=== What the task requires ===
Copy every line of the data below, requests included, and multiply each coordinate in the answers by 1.75, rounding to whole numbers with halves rounded up. Leave the pictures out.

══ Given data

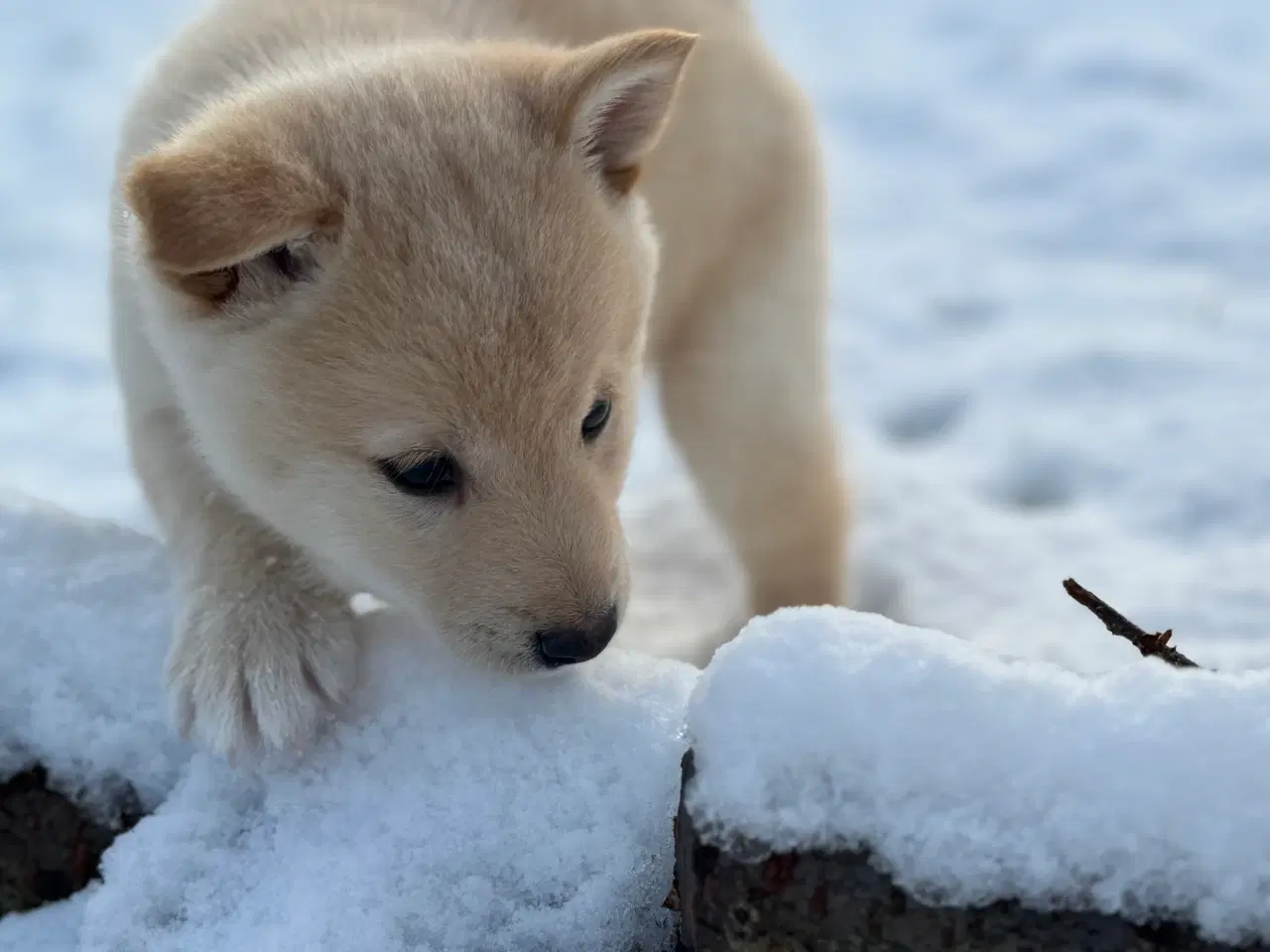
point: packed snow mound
(85, 625)
(54, 928)
(975, 778)
(451, 809)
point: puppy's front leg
(263, 648)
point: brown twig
(1150, 645)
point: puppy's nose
(575, 644)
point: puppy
(384, 278)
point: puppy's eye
(287, 263)
(436, 475)
(593, 422)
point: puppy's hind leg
(746, 394)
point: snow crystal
(54, 928)
(973, 777)
(85, 625)
(453, 809)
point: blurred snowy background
(1051, 321)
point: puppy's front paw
(264, 671)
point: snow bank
(454, 809)
(54, 928)
(84, 625)
(976, 778)
(451, 809)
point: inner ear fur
(217, 198)
(615, 99)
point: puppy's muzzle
(559, 647)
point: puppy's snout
(578, 643)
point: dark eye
(286, 263)
(432, 476)
(593, 422)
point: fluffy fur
(353, 235)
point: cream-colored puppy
(384, 277)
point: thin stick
(1150, 645)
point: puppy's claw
(249, 675)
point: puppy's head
(403, 302)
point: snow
(454, 810)
(1051, 353)
(540, 809)
(85, 629)
(54, 928)
(976, 778)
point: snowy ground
(1051, 329)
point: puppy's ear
(616, 98)
(216, 198)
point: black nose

════

=== Answer for this exercise ===
point: packed snow mound
(149, 1094)
(95, 1624)
(1706, 1362)
(789, 1416)
point: puppy's front leg
(460, 1134)
point: brown twig
(2013, 1129)
point: puppy's nose
(1006, 1127)
point: puppy
(672, 487)
point: puppy's eye
(502, 460)
(763, 831)
(1038, 739)
point: puppy's hind leg
(1306, 690)
point: snow crystal
(95, 1624)
(1703, 1360)
(149, 1094)
(793, 1416)
point: blurred snowy background
(1839, 562)
point: puppy's front paw
(462, 1174)
point: snow bank
(795, 1416)
(95, 1624)
(147, 1094)
(1708, 1362)
(789, 1416)
point: inner ear fur
(380, 347)
(1076, 173)
point: puppy's muzzle
(978, 1132)
point: puppy's snout
(1012, 1125)
point: dark eye
(501, 460)
(756, 833)
(1038, 739)
point: fluffy fur
(618, 411)
point: cream-colored puppy
(672, 485)
point: thin stick
(2013, 1129)
point: puppy's claw
(436, 1181)
point: puppy's head
(705, 529)
point: snow
(795, 1418)
(1839, 618)
(945, 1416)
(149, 1101)
(95, 1624)
(1708, 1362)
point: snowy ground
(1839, 576)
point: puppy's ear
(1078, 172)
(378, 347)
point: black nose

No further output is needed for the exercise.